*** DATASET ROWS

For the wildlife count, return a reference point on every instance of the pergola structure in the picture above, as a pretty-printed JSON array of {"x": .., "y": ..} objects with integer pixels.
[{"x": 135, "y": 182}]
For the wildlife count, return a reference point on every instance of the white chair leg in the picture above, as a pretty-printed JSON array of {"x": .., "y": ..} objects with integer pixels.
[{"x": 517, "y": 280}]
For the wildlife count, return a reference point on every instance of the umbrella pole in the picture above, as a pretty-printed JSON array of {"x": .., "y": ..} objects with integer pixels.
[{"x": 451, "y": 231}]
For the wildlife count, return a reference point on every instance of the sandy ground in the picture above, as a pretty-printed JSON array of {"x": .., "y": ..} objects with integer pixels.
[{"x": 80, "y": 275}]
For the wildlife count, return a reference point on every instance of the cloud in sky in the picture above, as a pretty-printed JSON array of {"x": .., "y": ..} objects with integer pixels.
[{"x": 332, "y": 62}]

******
*** DATASET ROWS

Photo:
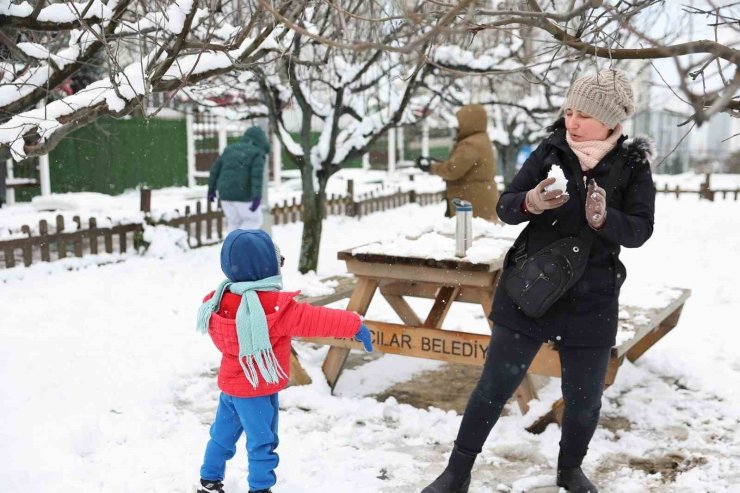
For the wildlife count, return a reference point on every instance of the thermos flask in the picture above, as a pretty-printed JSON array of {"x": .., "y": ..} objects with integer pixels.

******

** DIRECTIVE **
Filter the records above, keeping only the lines that contain the word "white", and copy each of those lines in full.

** EXERCISE RESPONSE **
For the wildlife count, return a reference point on every instance of the white chair leg in the picture above, as a pretty-printed JSON array of {"x": .., "y": ..} objects with integer pixels.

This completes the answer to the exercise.